**YOUR INSTRUCTIONS**
Copy out each line of the material below with no changes.
Top of DATA SHOWN
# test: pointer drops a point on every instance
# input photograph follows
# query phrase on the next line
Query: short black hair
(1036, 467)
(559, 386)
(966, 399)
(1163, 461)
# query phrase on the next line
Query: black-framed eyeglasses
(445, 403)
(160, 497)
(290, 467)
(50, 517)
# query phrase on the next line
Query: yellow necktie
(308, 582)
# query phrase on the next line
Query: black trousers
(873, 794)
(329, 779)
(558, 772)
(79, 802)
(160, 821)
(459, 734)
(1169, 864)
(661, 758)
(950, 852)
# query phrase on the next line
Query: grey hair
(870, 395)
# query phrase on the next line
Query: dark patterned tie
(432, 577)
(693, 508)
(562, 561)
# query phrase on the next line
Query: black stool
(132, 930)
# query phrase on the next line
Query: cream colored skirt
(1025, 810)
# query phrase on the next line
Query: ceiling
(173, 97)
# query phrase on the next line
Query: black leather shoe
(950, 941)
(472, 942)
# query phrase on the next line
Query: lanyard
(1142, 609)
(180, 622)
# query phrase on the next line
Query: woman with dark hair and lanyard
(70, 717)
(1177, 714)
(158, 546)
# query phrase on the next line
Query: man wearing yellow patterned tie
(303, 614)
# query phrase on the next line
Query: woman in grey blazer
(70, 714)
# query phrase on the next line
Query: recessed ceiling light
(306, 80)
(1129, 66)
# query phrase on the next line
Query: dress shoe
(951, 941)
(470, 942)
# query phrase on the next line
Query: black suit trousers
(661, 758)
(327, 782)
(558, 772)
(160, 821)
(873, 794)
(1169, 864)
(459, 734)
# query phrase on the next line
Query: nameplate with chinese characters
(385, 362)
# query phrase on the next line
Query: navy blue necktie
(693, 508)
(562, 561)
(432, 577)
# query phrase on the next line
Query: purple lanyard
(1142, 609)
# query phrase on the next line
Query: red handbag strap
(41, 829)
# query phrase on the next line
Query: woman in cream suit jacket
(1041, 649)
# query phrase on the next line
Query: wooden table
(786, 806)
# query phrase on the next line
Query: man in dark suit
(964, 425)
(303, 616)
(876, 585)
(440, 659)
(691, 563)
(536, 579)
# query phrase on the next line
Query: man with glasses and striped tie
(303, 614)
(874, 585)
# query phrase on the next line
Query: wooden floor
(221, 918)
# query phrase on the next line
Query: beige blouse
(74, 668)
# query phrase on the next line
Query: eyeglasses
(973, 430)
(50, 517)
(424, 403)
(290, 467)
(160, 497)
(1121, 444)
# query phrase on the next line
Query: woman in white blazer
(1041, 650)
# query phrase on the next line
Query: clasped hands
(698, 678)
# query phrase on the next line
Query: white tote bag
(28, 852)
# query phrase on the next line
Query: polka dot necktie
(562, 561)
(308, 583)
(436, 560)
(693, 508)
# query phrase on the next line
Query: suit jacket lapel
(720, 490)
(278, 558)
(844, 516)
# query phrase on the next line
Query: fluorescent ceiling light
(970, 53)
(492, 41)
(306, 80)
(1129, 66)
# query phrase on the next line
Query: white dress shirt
Bottom of DATA SHOWN
**SOLUTION TO THIS TASK**
# test: pointer drops a point on every instance
# input photograph follows
# query phrase on the next line
Query: short black hair
(1036, 467)
(559, 386)
(966, 399)
(1163, 461)
# query phrase on the next line
Query: black-framed eyeglasses
(445, 403)
(160, 497)
(290, 467)
(50, 517)
# query phrase on the next line
Query: yellow necktie
(308, 582)
# query phrase on the next line
Query: black trousers
(873, 794)
(329, 779)
(558, 772)
(79, 802)
(160, 821)
(459, 734)
(1169, 864)
(661, 758)
(950, 852)
# query phrase on the next line
Query: grey hair
(870, 395)
# query phrase on the next line
Query: dark patterned tie
(432, 577)
(693, 508)
(562, 561)
# query phrase on the next line
Query: black stool
(132, 930)
# query phrase on the next line
Query: cream colored skirt
(1025, 810)
# query phrase on the next line
Query: ceiling
(173, 97)
# query phrase on the next line
Query: black leather shoe
(950, 941)
(472, 942)
# query phrase on the next line
Query: lanyard
(1142, 609)
(180, 622)
# query phrase on the next line
Query: woman with dark hair and lanyard
(70, 717)
(1177, 714)
(158, 546)
# query phrase on the next line
Query: man wearing yellow patterned tie
(303, 614)
# query phrase on the next line
Query: woman in grey blazer
(70, 714)
# query phrase on the next line
Query: recessed ceiling light
(306, 80)
(1129, 66)
# query phrase on the next line
Query: dress shoe
(951, 941)
(470, 942)
# query phrase on the next line
Query: black suit trousers
(661, 758)
(327, 782)
(558, 772)
(160, 821)
(873, 794)
(1169, 864)
(459, 734)
# query phrase on the next line
Query: nameplate with chinese characters
(385, 362)
# query phrase on the next line
Query: navy blue necktie
(693, 508)
(562, 561)
(432, 577)
# query phrase on the next line
Query: purple lanyard
(1142, 609)
# query phrase on the next line
Query: red handbag strap
(41, 829)
# query phrase on the next line
Query: woman in cream suit jacket
(1041, 649)
# query phrase on the next line
Query: wooden table
(786, 806)
# query phrase on the next line
Query: man in dark suit
(964, 425)
(303, 616)
(876, 585)
(440, 659)
(691, 563)
(536, 579)
# query phrase on the next line
Query: man with glasses and striped tie
(303, 614)
(874, 585)
# query phrase on the next line
Query: wooden floor
(221, 918)
# query phrase on the next line
Query: beige blouse
(74, 668)
# query phrase on the next line
Query: eyeglasses
(973, 430)
(50, 517)
(424, 403)
(290, 467)
(160, 497)
(1121, 444)
# query phrase on the next line
Query: woman in white blazer
(1041, 650)
# query phrase on the next line
Query: clasped hands
(698, 678)
# query phrase on the next line
Query: white tote bag
(28, 852)
# query phrase on the next line
Query: polka dot necktie
(562, 561)
(308, 583)
(436, 560)
(693, 508)
# query phrase on the next line
Query: suit jacket lapel
(720, 490)
(278, 558)
(844, 516)
# query phrase on the next line
Query: fluorescent ceiling light
(970, 53)
(492, 41)
(306, 80)
(1129, 66)
# query phrase on the next line
Query: white dress shirt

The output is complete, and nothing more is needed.